(Position identification entries)

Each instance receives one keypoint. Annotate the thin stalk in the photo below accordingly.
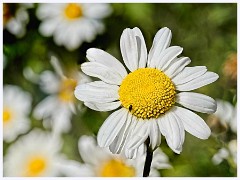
(148, 161)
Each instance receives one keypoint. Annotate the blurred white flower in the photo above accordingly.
(225, 153)
(227, 114)
(100, 162)
(71, 24)
(16, 109)
(147, 98)
(15, 17)
(56, 110)
(33, 155)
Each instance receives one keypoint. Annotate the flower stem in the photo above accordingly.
(148, 161)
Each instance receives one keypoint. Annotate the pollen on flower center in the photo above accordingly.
(147, 93)
(116, 168)
(7, 115)
(36, 166)
(66, 92)
(73, 11)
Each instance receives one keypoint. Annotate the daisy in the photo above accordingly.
(57, 109)
(16, 109)
(33, 155)
(147, 98)
(100, 162)
(15, 18)
(71, 24)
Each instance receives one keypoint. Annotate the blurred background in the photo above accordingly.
(208, 34)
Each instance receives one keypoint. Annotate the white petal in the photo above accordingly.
(100, 56)
(193, 123)
(120, 140)
(102, 72)
(161, 41)
(129, 49)
(177, 66)
(49, 82)
(139, 134)
(154, 134)
(131, 154)
(197, 102)
(108, 106)
(142, 50)
(97, 91)
(198, 82)
(111, 127)
(188, 74)
(172, 128)
(168, 56)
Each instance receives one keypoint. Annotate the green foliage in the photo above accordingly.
(208, 34)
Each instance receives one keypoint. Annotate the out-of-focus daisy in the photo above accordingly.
(146, 98)
(33, 155)
(226, 114)
(228, 153)
(16, 108)
(56, 110)
(100, 162)
(71, 24)
(15, 17)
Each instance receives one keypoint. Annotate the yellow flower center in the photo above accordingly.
(116, 168)
(147, 93)
(66, 93)
(7, 115)
(73, 11)
(36, 166)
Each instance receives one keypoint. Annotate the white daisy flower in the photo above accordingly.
(147, 98)
(16, 109)
(71, 24)
(57, 109)
(225, 153)
(100, 162)
(226, 114)
(15, 18)
(33, 155)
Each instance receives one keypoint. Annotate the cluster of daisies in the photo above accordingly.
(69, 24)
(147, 92)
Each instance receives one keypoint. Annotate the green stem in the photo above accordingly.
(148, 161)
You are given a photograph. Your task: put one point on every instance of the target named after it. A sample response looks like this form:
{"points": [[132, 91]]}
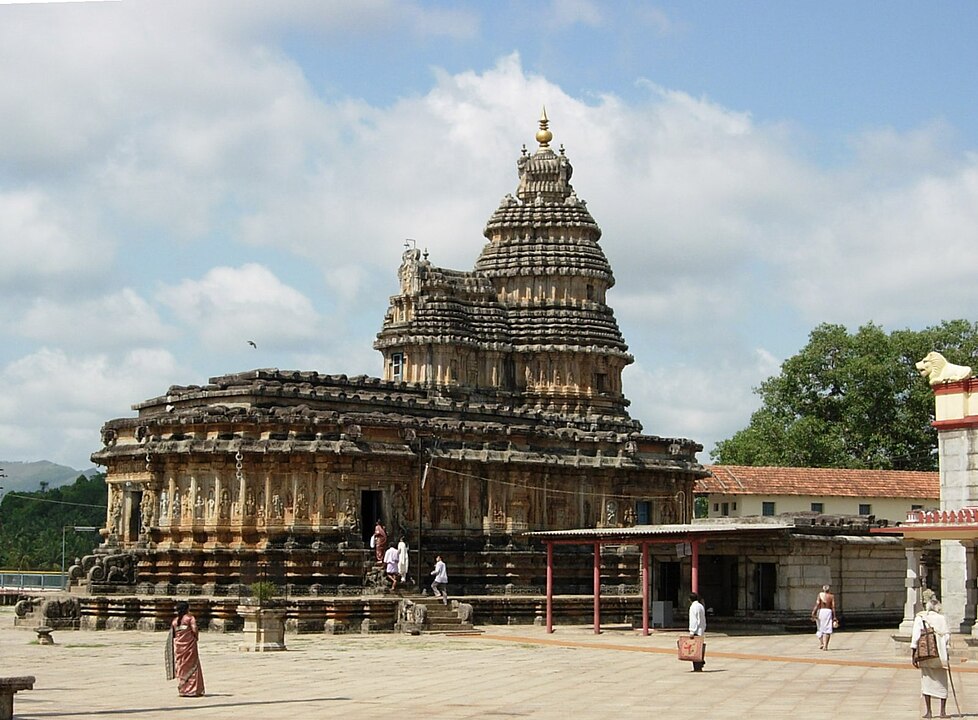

Problem.
Gather every line from the entries above that contains the string "stem". Case counts.

Output for this exercise.
Each instance receives one keypoint. Annotate the flower stem in the photo above accordingly.
Each instance receives one keypoint. Annotate the green stem in the photo above accordingly.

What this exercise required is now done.